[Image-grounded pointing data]
------------------------
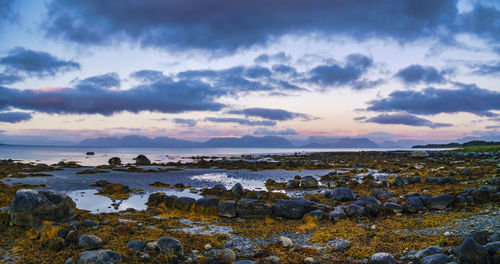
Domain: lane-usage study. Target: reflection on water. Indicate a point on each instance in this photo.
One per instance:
(227, 181)
(89, 200)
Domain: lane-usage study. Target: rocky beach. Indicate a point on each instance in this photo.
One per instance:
(330, 207)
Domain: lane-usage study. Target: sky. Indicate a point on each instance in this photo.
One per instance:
(196, 69)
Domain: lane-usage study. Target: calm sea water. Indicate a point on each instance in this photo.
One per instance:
(50, 154)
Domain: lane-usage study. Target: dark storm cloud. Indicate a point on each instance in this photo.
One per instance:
(147, 75)
(268, 132)
(14, 117)
(241, 121)
(6, 78)
(35, 63)
(415, 74)
(335, 74)
(492, 68)
(94, 96)
(221, 25)
(186, 122)
(270, 114)
(431, 101)
(405, 119)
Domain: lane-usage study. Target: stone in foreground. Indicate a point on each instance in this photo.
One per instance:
(103, 256)
(170, 246)
(31, 207)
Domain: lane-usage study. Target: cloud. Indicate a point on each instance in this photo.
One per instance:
(279, 57)
(270, 114)
(14, 117)
(405, 119)
(35, 63)
(147, 75)
(186, 122)
(227, 26)
(415, 74)
(94, 96)
(335, 74)
(241, 121)
(488, 69)
(267, 132)
(6, 78)
(431, 101)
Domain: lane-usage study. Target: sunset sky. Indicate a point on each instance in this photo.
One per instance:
(195, 69)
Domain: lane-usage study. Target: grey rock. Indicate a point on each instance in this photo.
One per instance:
(249, 208)
(413, 205)
(170, 246)
(471, 252)
(115, 161)
(31, 207)
(137, 245)
(382, 258)
(237, 190)
(439, 202)
(103, 256)
(308, 182)
(435, 259)
(316, 214)
(370, 203)
(142, 160)
(207, 202)
(292, 209)
(342, 195)
(89, 242)
(227, 209)
(392, 207)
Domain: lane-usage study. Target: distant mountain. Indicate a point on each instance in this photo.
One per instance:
(166, 142)
(344, 143)
(475, 143)
(138, 142)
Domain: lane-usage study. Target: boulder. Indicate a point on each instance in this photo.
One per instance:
(353, 210)
(207, 202)
(103, 256)
(382, 258)
(292, 184)
(115, 161)
(142, 160)
(316, 214)
(370, 203)
(439, 202)
(392, 207)
(137, 245)
(413, 205)
(292, 209)
(89, 242)
(237, 190)
(382, 193)
(471, 252)
(170, 246)
(308, 182)
(336, 214)
(435, 259)
(227, 209)
(481, 237)
(342, 195)
(249, 208)
(31, 207)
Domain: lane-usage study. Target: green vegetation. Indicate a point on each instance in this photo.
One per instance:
(494, 148)
(474, 143)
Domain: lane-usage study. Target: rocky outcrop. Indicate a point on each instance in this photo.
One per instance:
(31, 207)
(292, 209)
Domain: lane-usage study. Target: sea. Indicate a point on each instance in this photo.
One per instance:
(78, 186)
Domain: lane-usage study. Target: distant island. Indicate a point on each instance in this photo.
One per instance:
(229, 142)
(474, 143)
------------------------
### Problem to work on
The only reply wanted is the number of lines in the records above containing the word "rocky".

### Solved exercise
2